DIRECTIONS FOR THIS TASK: Rewrite everything from the line containing "form: [995, 503]." down to the end of the records as a Markdown table with the columns Number and Entry, leaving out blank lines.

Stored records
— BEGIN —

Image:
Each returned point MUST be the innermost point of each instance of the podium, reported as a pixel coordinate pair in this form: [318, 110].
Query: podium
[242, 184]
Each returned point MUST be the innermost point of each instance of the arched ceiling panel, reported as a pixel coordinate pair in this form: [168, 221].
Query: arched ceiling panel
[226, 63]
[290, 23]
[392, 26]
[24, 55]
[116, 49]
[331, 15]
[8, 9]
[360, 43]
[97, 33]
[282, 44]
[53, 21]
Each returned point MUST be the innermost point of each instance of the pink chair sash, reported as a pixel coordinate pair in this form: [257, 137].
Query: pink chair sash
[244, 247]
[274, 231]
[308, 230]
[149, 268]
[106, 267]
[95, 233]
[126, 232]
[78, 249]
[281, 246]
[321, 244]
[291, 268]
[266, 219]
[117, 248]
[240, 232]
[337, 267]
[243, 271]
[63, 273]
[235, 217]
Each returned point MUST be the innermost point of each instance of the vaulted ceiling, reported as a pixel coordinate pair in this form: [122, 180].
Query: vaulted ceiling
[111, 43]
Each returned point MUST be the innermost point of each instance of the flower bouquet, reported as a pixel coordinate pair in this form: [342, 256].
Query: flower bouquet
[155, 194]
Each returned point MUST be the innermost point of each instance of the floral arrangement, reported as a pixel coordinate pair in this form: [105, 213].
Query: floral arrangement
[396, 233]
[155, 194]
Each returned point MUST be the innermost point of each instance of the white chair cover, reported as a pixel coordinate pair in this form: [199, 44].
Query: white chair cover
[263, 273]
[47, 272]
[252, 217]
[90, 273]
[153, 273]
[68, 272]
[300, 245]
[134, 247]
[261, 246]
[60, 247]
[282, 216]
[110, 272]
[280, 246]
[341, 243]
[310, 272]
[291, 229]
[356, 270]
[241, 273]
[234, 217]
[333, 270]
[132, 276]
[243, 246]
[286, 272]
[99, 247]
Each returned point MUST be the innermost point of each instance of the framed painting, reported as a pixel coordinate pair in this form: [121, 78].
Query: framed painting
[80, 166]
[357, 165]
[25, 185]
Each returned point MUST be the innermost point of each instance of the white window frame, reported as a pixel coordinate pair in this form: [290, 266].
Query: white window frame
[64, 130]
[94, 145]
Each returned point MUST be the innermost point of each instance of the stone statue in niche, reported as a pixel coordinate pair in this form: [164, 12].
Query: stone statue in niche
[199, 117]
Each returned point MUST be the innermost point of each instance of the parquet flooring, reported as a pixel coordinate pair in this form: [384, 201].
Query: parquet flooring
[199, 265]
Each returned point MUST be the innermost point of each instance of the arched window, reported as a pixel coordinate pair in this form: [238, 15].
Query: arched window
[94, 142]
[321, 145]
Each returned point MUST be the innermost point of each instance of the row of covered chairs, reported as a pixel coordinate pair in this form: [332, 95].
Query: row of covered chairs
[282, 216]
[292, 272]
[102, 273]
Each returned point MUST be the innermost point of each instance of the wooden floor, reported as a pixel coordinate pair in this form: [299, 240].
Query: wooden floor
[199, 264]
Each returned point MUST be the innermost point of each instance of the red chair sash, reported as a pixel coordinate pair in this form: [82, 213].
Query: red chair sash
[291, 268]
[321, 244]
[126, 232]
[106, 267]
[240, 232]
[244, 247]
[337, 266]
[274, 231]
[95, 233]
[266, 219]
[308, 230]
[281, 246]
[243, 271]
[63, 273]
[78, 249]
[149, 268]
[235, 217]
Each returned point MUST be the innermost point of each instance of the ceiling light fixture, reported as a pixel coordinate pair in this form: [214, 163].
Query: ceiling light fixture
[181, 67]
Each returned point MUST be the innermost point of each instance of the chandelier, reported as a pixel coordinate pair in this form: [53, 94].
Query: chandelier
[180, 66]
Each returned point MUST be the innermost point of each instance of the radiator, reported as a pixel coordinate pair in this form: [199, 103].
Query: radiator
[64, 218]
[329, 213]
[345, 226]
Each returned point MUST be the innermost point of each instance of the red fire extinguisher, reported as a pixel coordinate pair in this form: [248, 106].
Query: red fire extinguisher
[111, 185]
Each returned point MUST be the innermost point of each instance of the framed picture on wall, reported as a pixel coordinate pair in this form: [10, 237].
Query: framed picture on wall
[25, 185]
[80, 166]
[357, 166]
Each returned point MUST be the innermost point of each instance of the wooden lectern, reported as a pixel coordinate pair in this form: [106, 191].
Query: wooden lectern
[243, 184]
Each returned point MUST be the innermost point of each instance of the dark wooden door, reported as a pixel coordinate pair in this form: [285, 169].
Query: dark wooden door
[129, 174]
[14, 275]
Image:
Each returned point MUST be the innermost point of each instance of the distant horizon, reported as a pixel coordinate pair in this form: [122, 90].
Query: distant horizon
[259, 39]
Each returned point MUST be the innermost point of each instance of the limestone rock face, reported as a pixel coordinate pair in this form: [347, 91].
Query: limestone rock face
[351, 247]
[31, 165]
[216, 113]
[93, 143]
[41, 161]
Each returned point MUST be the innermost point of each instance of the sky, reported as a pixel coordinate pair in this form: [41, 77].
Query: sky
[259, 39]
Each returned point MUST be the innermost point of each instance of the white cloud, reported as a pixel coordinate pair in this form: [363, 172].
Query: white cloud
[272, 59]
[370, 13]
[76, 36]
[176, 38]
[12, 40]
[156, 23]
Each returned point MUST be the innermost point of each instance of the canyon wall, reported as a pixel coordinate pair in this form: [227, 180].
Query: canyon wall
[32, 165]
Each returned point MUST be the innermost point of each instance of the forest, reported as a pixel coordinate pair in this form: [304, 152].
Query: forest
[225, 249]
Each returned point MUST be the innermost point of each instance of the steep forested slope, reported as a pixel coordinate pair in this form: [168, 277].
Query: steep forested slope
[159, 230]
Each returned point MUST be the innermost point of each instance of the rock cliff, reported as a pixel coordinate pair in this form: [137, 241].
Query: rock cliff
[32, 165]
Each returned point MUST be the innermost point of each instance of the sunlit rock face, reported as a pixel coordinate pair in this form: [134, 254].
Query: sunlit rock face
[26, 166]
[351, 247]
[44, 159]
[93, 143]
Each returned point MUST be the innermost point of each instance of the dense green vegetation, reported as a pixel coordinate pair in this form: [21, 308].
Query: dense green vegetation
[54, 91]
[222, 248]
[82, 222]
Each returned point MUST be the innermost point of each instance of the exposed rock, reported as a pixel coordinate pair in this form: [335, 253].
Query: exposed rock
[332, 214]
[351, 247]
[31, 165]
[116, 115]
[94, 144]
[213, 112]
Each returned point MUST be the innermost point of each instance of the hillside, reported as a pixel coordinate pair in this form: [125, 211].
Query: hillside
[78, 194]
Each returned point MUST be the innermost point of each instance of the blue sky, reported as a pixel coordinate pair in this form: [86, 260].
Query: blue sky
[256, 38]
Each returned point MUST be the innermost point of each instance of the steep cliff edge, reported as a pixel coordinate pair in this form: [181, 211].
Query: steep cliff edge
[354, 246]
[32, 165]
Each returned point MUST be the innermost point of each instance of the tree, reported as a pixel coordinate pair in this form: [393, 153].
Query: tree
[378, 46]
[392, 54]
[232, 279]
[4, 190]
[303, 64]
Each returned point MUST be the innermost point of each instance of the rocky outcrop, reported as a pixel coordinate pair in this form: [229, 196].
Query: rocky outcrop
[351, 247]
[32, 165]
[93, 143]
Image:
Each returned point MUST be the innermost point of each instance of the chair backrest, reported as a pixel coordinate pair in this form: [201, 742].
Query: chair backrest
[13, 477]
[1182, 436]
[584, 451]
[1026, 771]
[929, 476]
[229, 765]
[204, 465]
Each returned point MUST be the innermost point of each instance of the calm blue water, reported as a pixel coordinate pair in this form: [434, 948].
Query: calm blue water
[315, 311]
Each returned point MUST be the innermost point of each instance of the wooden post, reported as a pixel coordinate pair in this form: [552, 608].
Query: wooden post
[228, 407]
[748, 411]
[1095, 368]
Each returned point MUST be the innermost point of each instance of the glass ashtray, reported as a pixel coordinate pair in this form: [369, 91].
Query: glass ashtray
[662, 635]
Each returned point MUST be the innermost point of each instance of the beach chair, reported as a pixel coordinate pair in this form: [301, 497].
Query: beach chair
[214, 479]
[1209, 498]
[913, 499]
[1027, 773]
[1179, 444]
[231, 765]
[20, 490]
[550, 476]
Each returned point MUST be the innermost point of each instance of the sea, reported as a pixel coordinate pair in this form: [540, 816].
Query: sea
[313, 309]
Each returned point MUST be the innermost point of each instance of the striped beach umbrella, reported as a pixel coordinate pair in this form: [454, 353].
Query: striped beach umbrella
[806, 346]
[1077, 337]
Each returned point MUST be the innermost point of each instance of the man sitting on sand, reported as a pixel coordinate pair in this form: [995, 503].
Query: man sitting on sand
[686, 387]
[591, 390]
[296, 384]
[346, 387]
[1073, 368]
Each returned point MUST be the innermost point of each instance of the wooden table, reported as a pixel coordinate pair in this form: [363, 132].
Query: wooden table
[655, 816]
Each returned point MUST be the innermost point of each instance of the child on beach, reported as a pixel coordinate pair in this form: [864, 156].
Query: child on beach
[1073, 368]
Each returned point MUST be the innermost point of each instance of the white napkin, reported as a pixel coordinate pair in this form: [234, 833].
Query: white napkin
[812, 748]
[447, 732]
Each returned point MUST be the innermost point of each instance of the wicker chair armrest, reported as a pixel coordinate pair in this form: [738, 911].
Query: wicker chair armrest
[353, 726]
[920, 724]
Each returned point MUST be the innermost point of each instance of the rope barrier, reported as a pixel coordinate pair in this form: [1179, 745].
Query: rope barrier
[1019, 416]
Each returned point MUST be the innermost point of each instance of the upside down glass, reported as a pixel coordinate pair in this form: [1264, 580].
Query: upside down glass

— END —

TASK ANSWER:
| Number | Entry |
|---|---|
| 1 | Each returned point MUST be the innermost point of each instance of the man sitting on sand, reported as a pixel coordinate pair in this form: [995, 503]. |
| 2 | Query: man sitting on sand |
| 3 | [686, 387] |
| 4 | [591, 390] |
| 5 | [296, 384] |
| 6 | [346, 387] |
| 7 | [1073, 368] |
| 8 | Each returned point MUST be the innermost point of each instance of the wooden table, reported as a pixel coordinate pair in this form: [363, 132]. |
| 9 | Query: wooden table |
| 10 | [655, 816] |
| 11 | Each returned point MUST be the innermost point of each instance of the child on beach, reported as a pixel coordinate pair in this form: [864, 156]. |
| 12 | Query: child on beach |
| 13 | [1073, 368] |
| 14 | Each returned point MUST be the innermost point of each instance of the white napkin, reported as a pixel coordinate pair in this form: [234, 833]. |
| 15 | Query: white napkin |
| 16 | [812, 748] |
| 17 | [447, 732] |
| 18 | Each returned point MUST be the innermost point of each instance of the wicker chair armrest, reported as a pixel coordinate pair in this form: [738, 911]. |
| 19 | Query: wicker chair armrest |
| 20 | [353, 726] |
| 21 | [920, 724] |
| 22 | Each returned point MUST be the innermost point of each instance of the rope barrier, reported as a pixel coordinate pair in this form: [1179, 745]. |
| 23 | Query: rope barrier |
| 24 | [1019, 416] |
| 25 | Each returned point MUST be the innermost point of each instance of the upside down glass, reported as a pixel coordinate pair in this form: [1264, 580]. |
| 26 | Query: upside down glass |